Given instruction: Can you output the material exactly as written, minus any pictures it holds?
________
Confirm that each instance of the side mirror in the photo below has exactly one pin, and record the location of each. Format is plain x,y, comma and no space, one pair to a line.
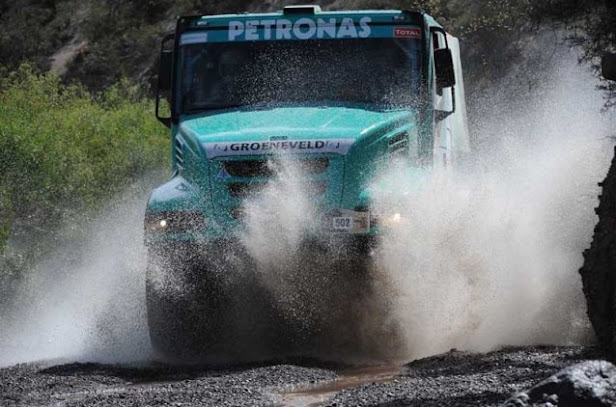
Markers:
608,66
165,77
164,70
443,65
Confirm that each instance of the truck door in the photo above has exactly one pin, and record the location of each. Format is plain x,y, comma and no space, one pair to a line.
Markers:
442,102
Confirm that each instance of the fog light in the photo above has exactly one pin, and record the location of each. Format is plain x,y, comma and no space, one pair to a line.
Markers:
388,220
174,222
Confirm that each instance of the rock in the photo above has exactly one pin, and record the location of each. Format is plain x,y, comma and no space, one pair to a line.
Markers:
599,269
588,384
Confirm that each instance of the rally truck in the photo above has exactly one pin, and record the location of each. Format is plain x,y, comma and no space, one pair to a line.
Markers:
341,94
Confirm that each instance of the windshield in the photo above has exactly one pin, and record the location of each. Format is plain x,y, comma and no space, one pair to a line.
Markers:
381,71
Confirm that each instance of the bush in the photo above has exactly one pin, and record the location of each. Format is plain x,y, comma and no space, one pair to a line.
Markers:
64,150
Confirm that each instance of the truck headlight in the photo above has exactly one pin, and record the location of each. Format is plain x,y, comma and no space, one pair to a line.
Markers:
389,220
174,222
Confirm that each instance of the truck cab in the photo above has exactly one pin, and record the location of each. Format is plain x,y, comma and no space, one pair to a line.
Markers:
338,93
340,96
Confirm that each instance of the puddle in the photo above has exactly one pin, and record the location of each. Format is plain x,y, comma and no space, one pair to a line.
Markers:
318,394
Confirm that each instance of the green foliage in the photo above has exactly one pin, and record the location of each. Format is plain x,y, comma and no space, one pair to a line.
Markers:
64,151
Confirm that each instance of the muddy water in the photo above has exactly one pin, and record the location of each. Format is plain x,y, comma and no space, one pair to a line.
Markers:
319,394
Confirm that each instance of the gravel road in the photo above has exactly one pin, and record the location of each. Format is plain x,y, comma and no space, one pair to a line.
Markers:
451,379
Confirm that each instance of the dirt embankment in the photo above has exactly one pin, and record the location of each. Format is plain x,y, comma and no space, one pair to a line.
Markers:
599,269
451,379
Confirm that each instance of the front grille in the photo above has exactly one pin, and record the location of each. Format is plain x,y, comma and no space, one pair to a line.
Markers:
249,189
238,212
266,168
245,189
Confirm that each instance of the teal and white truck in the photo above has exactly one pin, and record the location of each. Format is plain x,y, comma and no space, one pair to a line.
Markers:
338,94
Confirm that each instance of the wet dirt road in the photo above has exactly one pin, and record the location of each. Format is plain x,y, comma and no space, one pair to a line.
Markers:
451,379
________
The response:
Confirm that each instance of the side mirror in the photo below has exactly one pin, and record the location of each. Format is plain x,y, comma and no space, one pair to a line.
Markers:
608,66
165,77
164,70
443,65
Confirm that each instance of the truck door in the photo above has exactly one pin, and record the location of each. Format is plain x,y, comma and no space, one pair to a line.
Markers:
442,102
Confirm that each instance of the fog light in the photo above has exactly one pin, and record the location of each. Format is plain x,y, comma and no space, one pair to a line.
Markers:
388,220
174,222
Confirm that each instance of the rock in the photo above has exactly one pin, and record the location of each. Format is plain x,y, comma and no space, one pair to a line.
Markers:
599,269
588,384
Confirm that each instance of the rally truck in the photo above has exactly one pin, and record the location of each. Format is plain x,y, comma and no space, one pair to a line.
Markers:
341,94
Confirm that each instance of the windshield in the photo above has exactly one pin, and record the location of each. Format is plain x,y, comma and no space, one pair to a line.
Markers:
381,71
Confirm that each instance of the bush in the photo above has exactly one pin, and record the location of each. Format is plain x,y, comma and no space, one pair to a line.
Markers:
64,150
Confirm that each instance of the truck headlight in the photo above has exactly one pin, and record the location of each. Format is plain x,y, comma and no space, one pair to a line.
Markers:
389,220
174,222
Confirm that each instance of the truck cab in the photo above has exactly one pin, and record the location of each. Format is plain x,y, comma and no space, one pair to a line.
Markers:
338,93
340,96
Confirm that each instance of the puddle in the photo above has exactly one pin, and record the location of each. Format is plain x,y, comma and no space, one pair to a line.
Markers:
318,394
Confirm that each instance of the green foliage in the photo above has exactly one pin, and record the location of each. Format is plain x,y, comma and no space, one pair to a line.
Markers:
64,151
Confirm that each instance of the muddy water in the photo above has exactly one pin, and record the location of each. Format is plain x,y, comma and no space, one pair to a line.
Markers:
319,394
Confirm that each instance of the gravel road in the photo above has exactly one pin, and record the location of each. Format is plain x,y, comma and no space, one pair to a line.
Markers:
451,379
Confirm that each instance of the dirt embankment in the photo above has exactly one pin, and record the location of each. Format is plain x,y, comma and no space, one pair to a line.
Markers:
599,269
451,379
Confirm that each instance of the front grille in the photo above has exactly one pin, and record the location of each. Format is plain x,y, comma and no space, one pair to a line.
Markers:
249,189
238,212
266,168
245,189
Confirm that each instance of the teal and white truck in the photo above has exactly one pin, and record the location of each. Format is plain x,y, comma and no space, one pair to a line.
Markers:
338,94
Confirm that each instance of the wet dirt road in the photo above has exactly one pin, and record the location of each. Format is plain x,y, comma and no space, one pair to a line.
Markers:
451,379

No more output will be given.